Location identification entries:

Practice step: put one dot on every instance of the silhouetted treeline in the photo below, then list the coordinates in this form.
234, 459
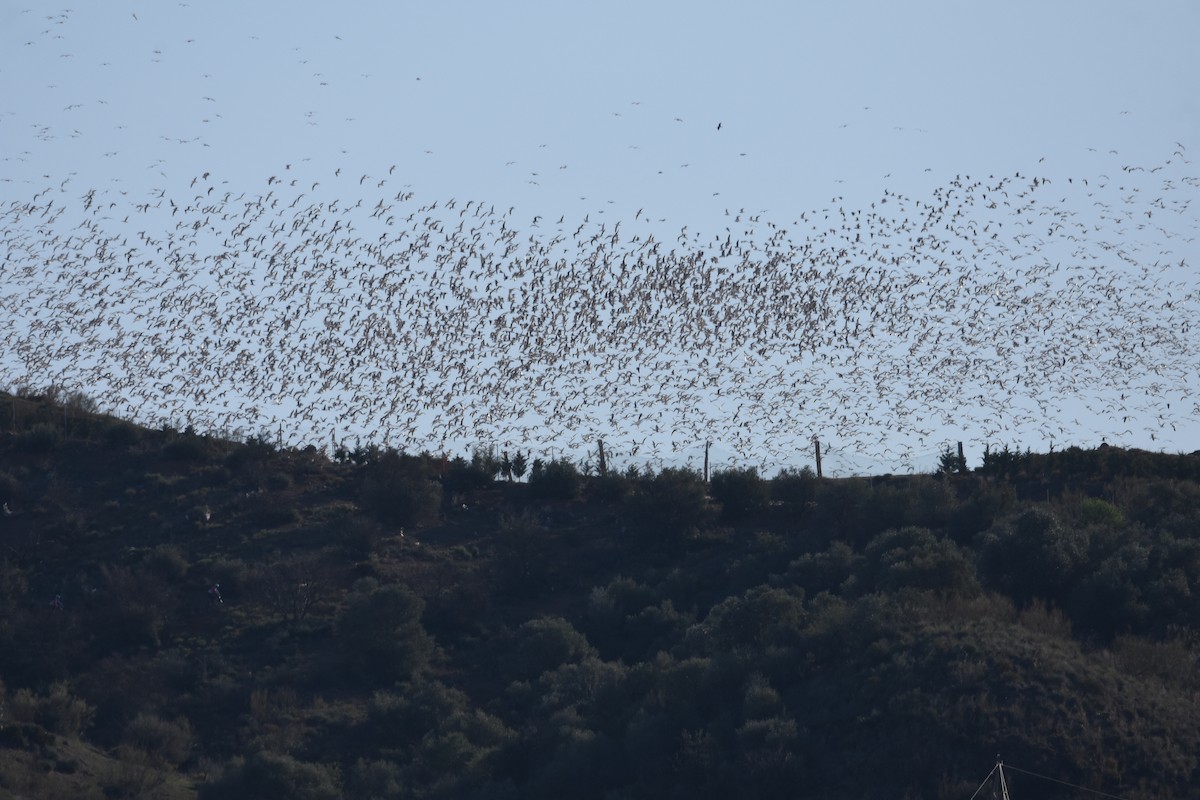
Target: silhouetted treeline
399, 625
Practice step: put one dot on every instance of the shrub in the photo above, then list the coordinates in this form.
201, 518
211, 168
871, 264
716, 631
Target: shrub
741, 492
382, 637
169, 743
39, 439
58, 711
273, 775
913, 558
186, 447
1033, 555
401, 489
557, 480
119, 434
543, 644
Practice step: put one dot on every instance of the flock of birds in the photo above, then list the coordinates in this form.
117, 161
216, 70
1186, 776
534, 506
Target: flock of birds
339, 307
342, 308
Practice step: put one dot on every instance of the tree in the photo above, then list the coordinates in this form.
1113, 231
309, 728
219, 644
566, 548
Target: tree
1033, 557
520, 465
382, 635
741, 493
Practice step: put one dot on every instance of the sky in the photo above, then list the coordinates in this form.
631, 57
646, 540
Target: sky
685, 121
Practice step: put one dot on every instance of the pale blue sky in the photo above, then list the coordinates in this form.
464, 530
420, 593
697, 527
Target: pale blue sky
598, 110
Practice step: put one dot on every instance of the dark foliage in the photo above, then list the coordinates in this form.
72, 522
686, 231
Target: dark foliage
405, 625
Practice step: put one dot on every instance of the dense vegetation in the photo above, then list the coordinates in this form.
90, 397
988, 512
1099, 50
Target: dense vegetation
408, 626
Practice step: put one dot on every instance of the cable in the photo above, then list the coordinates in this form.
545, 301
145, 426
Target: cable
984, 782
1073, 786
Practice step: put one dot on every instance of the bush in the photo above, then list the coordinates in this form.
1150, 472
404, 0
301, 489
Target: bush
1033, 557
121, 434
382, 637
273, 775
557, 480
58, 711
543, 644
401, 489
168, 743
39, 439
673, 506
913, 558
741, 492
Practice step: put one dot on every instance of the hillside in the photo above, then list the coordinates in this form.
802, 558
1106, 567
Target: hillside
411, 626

==

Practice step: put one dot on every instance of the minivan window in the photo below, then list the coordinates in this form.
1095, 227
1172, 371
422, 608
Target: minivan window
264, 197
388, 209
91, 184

▸ **Aim of the task**
Pick out every line in the rows above that contains the word "window" and copy each one, treating uppercase and lowercase letters as different.

▸ **Expected output**
Practice step: put one dot on every instance of the minivan window in the photo below, then list the coordinates in this form.
Target: minivan window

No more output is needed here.